Requirement: Carry on the blog post about starting a homelab from the point where it stops.

Reading text:

Starting my (overkill) homelab

Thursday, October 6, 2022

I've set up a homelab finally! This is something I've wanted for a while and finally the timing was right. The right project came along to justify it, so I took the plunge.

Naturally, that leads to a few questions: What's a home lab? Why do you want one? And what is the shiny hardware? (That last one is the dessert if you get through the rest 😉.)

What's a homelab?

Oh, and is it "homelab" or "home lab"? Google Search Trends seem to indicate that it should be "homelab" in this context. When people search for "home lab" it's about science labs or dogs. When people search for "homelab" it's about computer stuff. So, that's the spelling I'll be using!

A homelab is, simply put, a place to experiment with technology at home! It can take a variety of forms, but that's the crux of it. Some people have homelabs of rackmount hardware, but it can be as simple as an old laptop or a Raspberry Pi.

Ultimately, people use them for a variety of different things. From "lab" in the word, you figure that it's a place for experimentation, not production. That doesn't always end up as the case: Some people run "home production" instead of "homelab", but it's a big tent. All are welcome.

Entries shown:
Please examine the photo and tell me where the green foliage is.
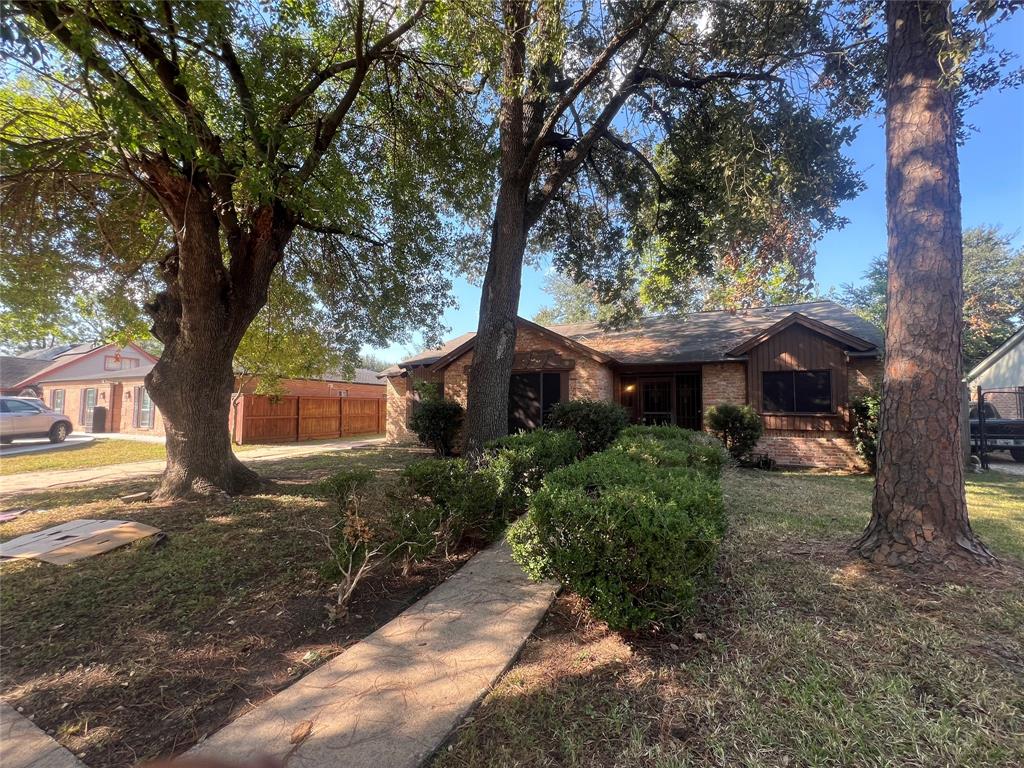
[837,226,1024,371]
[545,400,629,455]
[706,403,764,461]
[508,427,725,630]
[850,392,882,474]
[479,429,582,519]
[409,397,466,456]
[402,459,504,544]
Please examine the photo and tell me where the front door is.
[82,387,96,432]
[676,371,701,430]
[640,378,673,426]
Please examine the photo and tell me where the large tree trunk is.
[464,180,527,458]
[139,167,291,499]
[856,0,992,566]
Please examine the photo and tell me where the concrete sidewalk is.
[186,542,557,768]
[0,437,384,500]
[0,701,85,768]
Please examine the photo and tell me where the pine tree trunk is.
[855,0,992,567]
[463,181,526,458]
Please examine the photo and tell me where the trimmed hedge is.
[480,429,582,519]
[545,400,629,456]
[508,427,725,629]
[707,402,764,462]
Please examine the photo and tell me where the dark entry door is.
[676,372,701,430]
[640,379,672,425]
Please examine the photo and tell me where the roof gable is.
[430,317,612,371]
[728,312,874,357]
[17,342,157,386]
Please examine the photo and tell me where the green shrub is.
[402,459,503,544]
[545,400,629,456]
[708,403,764,461]
[508,428,725,629]
[614,427,729,476]
[851,392,882,474]
[479,429,581,519]
[409,381,466,456]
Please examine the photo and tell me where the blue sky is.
[368,14,1024,361]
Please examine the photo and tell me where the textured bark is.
[463,0,538,458]
[855,1,992,567]
[145,166,292,499]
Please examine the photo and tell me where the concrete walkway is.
[0,701,85,768]
[0,437,384,500]
[0,434,96,460]
[186,542,557,768]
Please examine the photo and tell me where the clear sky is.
[368,13,1024,361]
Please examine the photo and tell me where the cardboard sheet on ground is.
[0,520,160,565]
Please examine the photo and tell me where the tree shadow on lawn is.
[0,452,471,767]
[433,505,1024,768]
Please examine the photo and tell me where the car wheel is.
[50,421,68,442]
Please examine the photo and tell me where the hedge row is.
[508,427,728,629]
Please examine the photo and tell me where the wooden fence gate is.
[234,394,387,443]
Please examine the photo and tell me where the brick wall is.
[754,430,867,472]
[700,362,746,413]
[444,328,613,408]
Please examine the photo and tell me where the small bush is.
[402,459,502,545]
[409,382,466,456]
[614,426,729,476]
[545,400,629,456]
[480,429,582,519]
[508,427,725,629]
[851,392,882,474]
[708,403,764,461]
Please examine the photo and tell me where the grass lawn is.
[0,447,469,768]
[0,435,379,475]
[433,470,1024,768]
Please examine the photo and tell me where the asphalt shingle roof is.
[389,301,884,373]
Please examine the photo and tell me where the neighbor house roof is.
[967,326,1024,381]
[0,355,50,389]
[391,301,884,376]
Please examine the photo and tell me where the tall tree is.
[465,0,857,454]
[3,0,478,498]
[837,226,1024,371]
[856,0,992,566]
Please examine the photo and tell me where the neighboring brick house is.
[7,344,386,439]
[381,301,883,469]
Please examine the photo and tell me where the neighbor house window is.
[132,387,154,429]
[761,371,833,414]
[103,354,138,371]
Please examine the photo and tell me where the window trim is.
[761,368,839,416]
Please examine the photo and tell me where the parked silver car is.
[0,397,71,443]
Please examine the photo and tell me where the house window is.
[761,371,833,414]
[509,373,563,432]
[103,354,139,371]
[132,387,155,429]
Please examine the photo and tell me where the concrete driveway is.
[0,434,96,459]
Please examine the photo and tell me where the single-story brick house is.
[0,343,386,439]
[381,301,883,469]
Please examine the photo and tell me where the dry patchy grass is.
[0,449,468,767]
[434,471,1024,768]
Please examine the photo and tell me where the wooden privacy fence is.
[234,394,387,443]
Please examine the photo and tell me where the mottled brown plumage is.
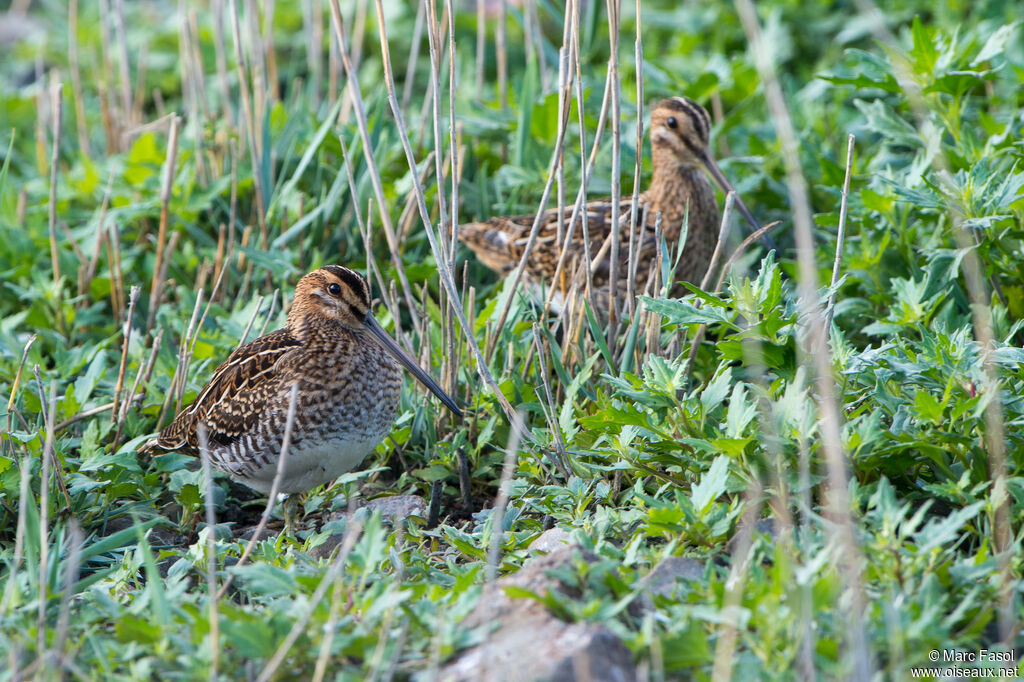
[144,265,461,493]
[459,97,760,311]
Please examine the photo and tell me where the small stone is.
[440,548,637,682]
[529,526,572,554]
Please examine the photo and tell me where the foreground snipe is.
[144,265,462,493]
[459,97,760,310]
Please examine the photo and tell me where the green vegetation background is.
[0,0,1024,680]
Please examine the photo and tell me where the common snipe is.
[459,97,760,311]
[143,265,462,493]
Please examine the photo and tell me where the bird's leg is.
[279,493,300,537]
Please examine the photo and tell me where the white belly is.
[238,438,382,493]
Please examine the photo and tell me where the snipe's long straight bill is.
[699,154,775,249]
[365,312,462,417]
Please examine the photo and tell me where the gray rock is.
[529,526,572,554]
[309,495,427,559]
[440,548,637,682]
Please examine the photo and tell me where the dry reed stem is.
[197,422,220,682]
[53,395,142,431]
[49,83,65,336]
[526,323,569,473]
[46,516,85,680]
[339,138,415,315]
[228,0,266,233]
[824,133,854,331]
[68,0,89,157]
[4,333,38,411]
[217,382,299,599]
[401,2,426,111]
[736,0,873,681]
[35,374,57,656]
[32,365,71,509]
[360,0,525,433]
[484,10,586,358]
[78,171,114,307]
[106,223,125,319]
[626,0,645,317]
[111,286,141,425]
[143,115,180,334]
[234,296,265,350]
[114,0,134,130]
[123,330,164,422]
[171,289,204,415]
[606,0,622,331]
[495,0,509,112]
[256,289,281,339]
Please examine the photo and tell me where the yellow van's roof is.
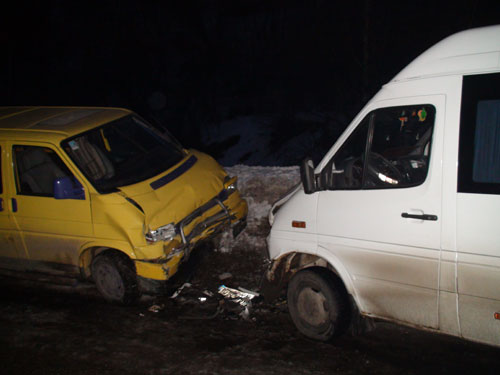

Right answer:
There are basically two camps that I see homelabs fall into:

  • Used for hosting services: You'll see a lot of people hosting things for their own use. Things like Pi-hole for ad blocking) and photo sharing apps fall into this bucket. There's a lot of emphasis in this group on frugality and deal seeking.

  • Used for experimentation: You'll see people doing infrastructure and DevOps, security experiments, etc. This is the camp I fall into. I don't want my homelab to run anything that someone depends on. I'm also willing to spend a little more on it for expediency.

Why do I want one?

I mean, servers are fun. But I did say the right project came along to justify it. Or to rationalize it, at least.

Right now I'm attending Recurse Center, and one of my projects is making a key-value store. When I benchmark even just the protocol parser on my laptop, timing varies by 50% if Zoom is open. This makes for a bad test. I want to have a consistent test environment that I can run benchmarks on.

I would also like to have extra computing power to throw at things like tournaments of chess engines, since I'm working on a chess engine at RC as well.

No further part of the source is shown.